INSTRUCTIONS FOR THE TASK >>
Every record below is to be restated word for word.

Extracted records
=== Begin Enclosure ===
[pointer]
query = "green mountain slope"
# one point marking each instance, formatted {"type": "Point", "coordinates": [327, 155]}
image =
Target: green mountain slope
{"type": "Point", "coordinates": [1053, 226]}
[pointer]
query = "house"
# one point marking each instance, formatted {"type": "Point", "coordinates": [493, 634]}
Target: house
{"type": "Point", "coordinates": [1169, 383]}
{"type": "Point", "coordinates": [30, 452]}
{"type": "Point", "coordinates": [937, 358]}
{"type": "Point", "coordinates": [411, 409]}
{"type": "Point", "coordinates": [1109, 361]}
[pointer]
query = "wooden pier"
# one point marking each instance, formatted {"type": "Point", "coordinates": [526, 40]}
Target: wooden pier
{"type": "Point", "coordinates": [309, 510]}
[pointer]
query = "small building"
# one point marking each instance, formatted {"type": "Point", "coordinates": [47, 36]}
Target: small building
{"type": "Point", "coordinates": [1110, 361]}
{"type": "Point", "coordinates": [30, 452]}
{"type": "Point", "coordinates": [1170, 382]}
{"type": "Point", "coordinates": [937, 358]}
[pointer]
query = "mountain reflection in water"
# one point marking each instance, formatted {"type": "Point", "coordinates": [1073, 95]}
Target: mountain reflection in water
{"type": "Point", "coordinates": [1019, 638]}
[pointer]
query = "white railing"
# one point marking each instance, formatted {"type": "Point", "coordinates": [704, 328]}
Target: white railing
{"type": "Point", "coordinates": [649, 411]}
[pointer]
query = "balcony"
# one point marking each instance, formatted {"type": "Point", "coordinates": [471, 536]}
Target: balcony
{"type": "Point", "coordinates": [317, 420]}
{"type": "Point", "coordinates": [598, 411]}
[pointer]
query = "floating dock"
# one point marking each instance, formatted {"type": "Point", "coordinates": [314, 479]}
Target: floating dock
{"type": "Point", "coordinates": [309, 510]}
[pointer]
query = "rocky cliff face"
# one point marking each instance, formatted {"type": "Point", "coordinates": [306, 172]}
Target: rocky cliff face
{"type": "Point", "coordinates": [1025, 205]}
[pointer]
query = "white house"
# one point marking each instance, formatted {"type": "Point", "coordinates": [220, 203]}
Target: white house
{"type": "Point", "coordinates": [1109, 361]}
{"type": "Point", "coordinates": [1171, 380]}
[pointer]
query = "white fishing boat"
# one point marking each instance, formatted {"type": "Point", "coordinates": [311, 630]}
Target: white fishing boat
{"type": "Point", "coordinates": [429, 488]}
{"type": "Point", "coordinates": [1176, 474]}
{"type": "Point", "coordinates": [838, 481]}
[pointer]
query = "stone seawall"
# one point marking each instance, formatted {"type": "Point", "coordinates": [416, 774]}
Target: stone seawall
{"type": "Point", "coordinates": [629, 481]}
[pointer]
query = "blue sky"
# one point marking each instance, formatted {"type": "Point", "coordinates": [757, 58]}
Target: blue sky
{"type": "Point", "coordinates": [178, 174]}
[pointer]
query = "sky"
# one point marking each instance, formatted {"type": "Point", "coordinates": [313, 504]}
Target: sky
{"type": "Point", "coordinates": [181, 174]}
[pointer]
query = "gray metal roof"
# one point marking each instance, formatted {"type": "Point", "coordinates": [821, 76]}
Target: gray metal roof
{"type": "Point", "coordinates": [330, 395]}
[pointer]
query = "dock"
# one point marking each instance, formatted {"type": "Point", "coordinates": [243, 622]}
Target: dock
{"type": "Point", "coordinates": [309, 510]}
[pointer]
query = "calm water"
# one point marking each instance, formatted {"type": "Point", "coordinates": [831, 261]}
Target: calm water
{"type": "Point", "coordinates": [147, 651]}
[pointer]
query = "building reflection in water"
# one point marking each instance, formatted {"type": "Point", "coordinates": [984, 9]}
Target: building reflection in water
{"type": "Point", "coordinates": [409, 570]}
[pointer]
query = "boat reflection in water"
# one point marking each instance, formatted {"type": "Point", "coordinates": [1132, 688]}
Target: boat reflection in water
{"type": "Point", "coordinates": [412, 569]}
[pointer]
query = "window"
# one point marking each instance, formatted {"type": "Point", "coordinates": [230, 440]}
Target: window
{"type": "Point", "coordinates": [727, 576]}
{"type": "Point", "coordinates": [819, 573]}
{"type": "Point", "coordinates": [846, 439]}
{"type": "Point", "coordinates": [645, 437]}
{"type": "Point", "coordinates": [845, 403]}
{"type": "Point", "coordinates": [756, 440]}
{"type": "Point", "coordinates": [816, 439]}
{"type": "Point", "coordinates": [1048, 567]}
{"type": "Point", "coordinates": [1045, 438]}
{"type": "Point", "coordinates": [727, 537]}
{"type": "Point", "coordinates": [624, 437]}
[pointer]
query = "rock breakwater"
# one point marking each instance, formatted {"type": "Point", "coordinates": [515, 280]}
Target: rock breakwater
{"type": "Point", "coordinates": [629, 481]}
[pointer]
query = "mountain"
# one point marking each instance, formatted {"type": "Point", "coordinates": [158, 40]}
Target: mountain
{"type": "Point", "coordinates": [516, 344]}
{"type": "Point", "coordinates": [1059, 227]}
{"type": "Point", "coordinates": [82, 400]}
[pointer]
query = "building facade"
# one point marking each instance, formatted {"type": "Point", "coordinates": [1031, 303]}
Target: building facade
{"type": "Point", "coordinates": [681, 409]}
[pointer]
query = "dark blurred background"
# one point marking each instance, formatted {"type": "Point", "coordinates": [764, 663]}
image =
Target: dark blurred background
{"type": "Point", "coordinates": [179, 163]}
=== End Enclosure ===
EXERCISE RESULT >>
[pointer]
query = "green mountain slope"
# one point marking each instance, formatted {"type": "Point", "coordinates": [327, 155]}
image =
Target: green mountain slope
{"type": "Point", "coordinates": [1053, 226]}
[pointer]
query = "house"
# one point marking each instance, formatted {"type": "Point", "coordinates": [493, 634]}
Target: house
{"type": "Point", "coordinates": [1169, 383]}
{"type": "Point", "coordinates": [30, 452]}
{"type": "Point", "coordinates": [937, 358]}
{"type": "Point", "coordinates": [411, 409]}
{"type": "Point", "coordinates": [1109, 361]}
[pointer]
query = "wooden pier"
# one point marking each instance, formatted {"type": "Point", "coordinates": [526, 40]}
Target: wooden pier
{"type": "Point", "coordinates": [309, 510]}
[pointer]
query = "small building"
# one point marking each instance, formatted {"type": "Point", "coordinates": [47, 36]}
Target: small building
{"type": "Point", "coordinates": [1110, 361]}
{"type": "Point", "coordinates": [30, 452]}
{"type": "Point", "coordinates": [1170, 382]}
{"type": "Point", "coordinates": [937, 358]}
[pointer]
query = "mountain reflection in water"
# one point marking each instance, formatted {"type": "Point", "coordinates": [1073, 95]}
Target: mountain reflection in water
{"type": "Point", "coordinates": [1019, 638]}
[pointer]
query = "white railing"
# one point marking each instance, formatted {"type": "Point", "coordinates": [704, 328]}
Target: white railing
{"type": "Point", "coordinates": [649, 411]}
[pointer]
query = "balcony"
# one point marking each instance, formatted {"type": "Point", "coordinates": [471, 536]}
Target: balcony
{"type": "Point", "coordinates": [317, 420]}
{"type": "Point", "coordinates": [598, 411]}
[pointer]
query = "floating dock"
# one point marking each instance, formatted {"type": "Point", "coordinates": [314, 479]}
Target: floating dock
{"type": "Point", "coordinates": [309, 510]}
[pointer]
query = "rocky cliff face"
# one point marking each instance, formatted {"type": "Point", "coordinates": [306, 172]}
Target: rocky cliff face
{"type": "Point", "coordinates": [1025, 205]}
[pointer]
query = "white house"
# one point marking each instance, formatted {"type": "Point", "coordinates": [220, 203]}
Target: white house
{"type": "Point", "coordinates": [1109, 361]}
{"type": "Point", "coordinates": [1171, 380]}
[pointer]
query = "white fishing boat"
# one point marking each instance, formatted {"type": "Point", "coordinates": [311, 630]}
Target: white fishing boat
{"type": "Point", "coordinates": [429, 488]}
{"type": "Point", "coordinates": [1176, 474]}
{"type": "Point", "coordinates": [838, 481]}
[pointer]
query = "stone seawall"
# one point marking each instance, formatted {"type": "Point", "coordinates": [416, 774]}
Target: stone seawall
{"type": "Point", "coordinates": [629, 481]}
[pointer]
query = "blue sky"
# one point marking each instance, formatted {"type": "Point", "coordinates": [757, 58]}
Target: blue sky
{"type": "Point", "coordinates": [178, 174]}
[pointer]
query = "sky"
# one point marking each instance, formatted {"type": "Point", "coordinates": [313, 504]}
Target: sky
{"type": "Point", "coordinates": [181, 174]}
[pointer]
query = "gray metal roof"
# one point marking each instance, formatted {"type": "Point", "coordinates": [821, 76]}
Target: gray metal roof
{"type": "Point", "coordinates": [330, 395]}
[pointer]
query = "dock"
# one point marking each instance, formatted {"type": "Point", "coordinates": [243, 622]}
Target: dock
{"type": "Point", "coordinates": [309, 510]}
[pointer]
query = "calm water"
# one point marking each instance, formatted {"type": "Point", "coordinates": [831, 261]}
Target: calm water
{"type": "Point", "coordinates": [147, 651]}
[pointer]
query = "building reflection in water"
# one point marking each instance, formatted {"type": "Point", "coordinates": [984, 9]}
Target: building reflection in water
{"type": "Point", "coordinates": [409, 570]}
[pointer]
query = "boat reflection in water"
# one point marking each instance, formatted {"type": "Point", "coordinates": [1132, 688]}
Target: boat reflection in water
{"type": "Point", "coordinates": [412, 569]}
[pointer]
query = "window"
# one point marking each instance, formatted {"type": "Point", "coordinates": [230, 440]}
Target: window
{"type": "Point", "coordinates": [727, 576]}
{"type": "Point", "coordinates": [819, 573]}
{"type": "Point", "coordinates": [846, 439]}
{"type": "Point", "coordinates": [645, 437]}
{"type": "Point", "coordinates": [845, 403]}
{"type": "Point", "coordinates": [756, 440]}
{"type": "Point", "coordinates": [816, 439]}
{"type": "Point", "coordinates": [1048, 567]}
{"type": "Point", "coordinates": [1045, 438]}
{"type": "Point", "coordinates": [727, 537]}
{"type": "Point", "coordinates": [624, 437]}
[pointer]
query = "rock breakwater"
# one point marking each instance, formatted {"type": "Point", "coordinates": [515, 280]}
Target: rock breakwater
{"type": "Point", "coordinates": [629, 481]}
[pointer]
query = "mountain"
# one point marking each instance, formatted {"type": "Point", "coordinates": [158, 40]}
Target: mountain
{"type": "Point", "coordinates": [516, 344]}
{"type": "Point", "coordinates": [1059, 227]}
{"type": "Point", "coordinates": [82, 400]}
[pointer]
query = "building facade"
# one point marking each instance, formatted {"type": "Point", "coordinates": [1031, 303]}
Target: building facade
{"type": "Point", "coordinates": [681, 409]}
[pointer]
query = "dark blurred background"
# one point marking each instance, formatted {"type": "Point", "coordinates": [764, 663]}
image =
Target: dark blurred background
{"type": "Point", "coordinates": [179, 163]}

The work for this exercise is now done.